**Records provided:**
---------------
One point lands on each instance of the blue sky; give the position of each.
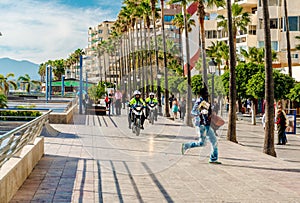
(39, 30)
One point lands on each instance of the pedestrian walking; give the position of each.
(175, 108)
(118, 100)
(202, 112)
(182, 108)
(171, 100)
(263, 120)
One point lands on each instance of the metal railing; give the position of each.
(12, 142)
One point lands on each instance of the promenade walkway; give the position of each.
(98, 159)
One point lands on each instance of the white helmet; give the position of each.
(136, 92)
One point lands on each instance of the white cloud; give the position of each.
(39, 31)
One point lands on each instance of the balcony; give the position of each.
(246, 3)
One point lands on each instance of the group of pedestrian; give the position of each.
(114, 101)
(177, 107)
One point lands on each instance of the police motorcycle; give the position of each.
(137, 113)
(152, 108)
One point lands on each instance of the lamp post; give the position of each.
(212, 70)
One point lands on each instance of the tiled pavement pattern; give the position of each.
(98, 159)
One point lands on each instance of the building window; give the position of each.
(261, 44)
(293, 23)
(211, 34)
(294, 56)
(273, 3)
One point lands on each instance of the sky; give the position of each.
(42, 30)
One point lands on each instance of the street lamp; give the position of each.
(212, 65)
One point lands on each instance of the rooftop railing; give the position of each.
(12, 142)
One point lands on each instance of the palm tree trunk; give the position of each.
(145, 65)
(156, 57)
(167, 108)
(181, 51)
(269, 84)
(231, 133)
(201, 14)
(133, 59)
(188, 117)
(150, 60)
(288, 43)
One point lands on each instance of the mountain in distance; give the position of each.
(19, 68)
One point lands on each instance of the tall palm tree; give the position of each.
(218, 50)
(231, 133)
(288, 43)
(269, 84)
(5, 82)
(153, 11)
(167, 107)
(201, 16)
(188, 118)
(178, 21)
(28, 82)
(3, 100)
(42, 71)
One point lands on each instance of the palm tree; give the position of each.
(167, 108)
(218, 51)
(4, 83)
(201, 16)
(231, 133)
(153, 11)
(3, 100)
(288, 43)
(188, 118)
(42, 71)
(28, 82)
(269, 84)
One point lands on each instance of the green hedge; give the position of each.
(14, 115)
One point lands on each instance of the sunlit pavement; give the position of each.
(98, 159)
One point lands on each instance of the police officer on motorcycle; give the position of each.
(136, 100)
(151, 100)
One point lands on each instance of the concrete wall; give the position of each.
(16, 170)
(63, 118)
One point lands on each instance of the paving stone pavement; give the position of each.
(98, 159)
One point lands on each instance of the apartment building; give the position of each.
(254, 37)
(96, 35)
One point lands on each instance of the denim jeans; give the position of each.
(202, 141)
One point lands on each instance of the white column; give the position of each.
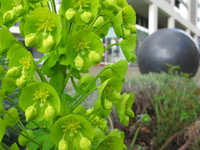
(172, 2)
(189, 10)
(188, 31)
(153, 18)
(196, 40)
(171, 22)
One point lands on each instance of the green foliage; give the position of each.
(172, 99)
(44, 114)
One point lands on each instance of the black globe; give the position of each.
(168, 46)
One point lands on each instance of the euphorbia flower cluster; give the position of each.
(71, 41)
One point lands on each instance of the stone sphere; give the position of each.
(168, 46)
---------------
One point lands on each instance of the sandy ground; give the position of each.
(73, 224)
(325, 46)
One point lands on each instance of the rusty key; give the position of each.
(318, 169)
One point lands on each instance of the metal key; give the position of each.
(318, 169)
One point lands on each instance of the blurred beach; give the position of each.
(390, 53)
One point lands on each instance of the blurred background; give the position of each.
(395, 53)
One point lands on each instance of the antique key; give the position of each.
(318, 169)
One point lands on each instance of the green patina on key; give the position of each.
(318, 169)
---------------
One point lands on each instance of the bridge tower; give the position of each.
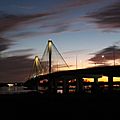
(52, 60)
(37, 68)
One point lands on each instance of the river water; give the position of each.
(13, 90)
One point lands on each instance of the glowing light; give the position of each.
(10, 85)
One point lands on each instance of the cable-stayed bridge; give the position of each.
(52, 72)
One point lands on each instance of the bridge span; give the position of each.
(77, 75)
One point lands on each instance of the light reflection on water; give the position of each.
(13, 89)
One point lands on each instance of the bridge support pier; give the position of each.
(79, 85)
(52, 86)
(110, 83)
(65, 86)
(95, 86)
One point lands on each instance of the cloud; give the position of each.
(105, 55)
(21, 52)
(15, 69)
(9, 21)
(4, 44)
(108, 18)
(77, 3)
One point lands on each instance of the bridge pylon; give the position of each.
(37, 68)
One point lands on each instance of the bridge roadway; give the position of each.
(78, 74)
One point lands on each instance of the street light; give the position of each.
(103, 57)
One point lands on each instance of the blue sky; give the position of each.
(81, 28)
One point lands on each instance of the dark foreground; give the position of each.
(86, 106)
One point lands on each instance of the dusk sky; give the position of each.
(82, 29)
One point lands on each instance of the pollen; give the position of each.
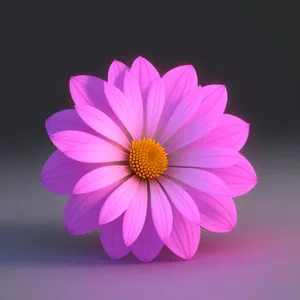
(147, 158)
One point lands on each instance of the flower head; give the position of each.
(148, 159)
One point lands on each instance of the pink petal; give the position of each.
---------------
**Required work:**
Show each line above that contains the word "green", copied in full.

**Written solution:**
One point lands on each instance of the green hedge; give the position of each.
One point lands on each instance of the green foliage; give the position of each.
One point lands on each instance of the green patina on key; give the position of each.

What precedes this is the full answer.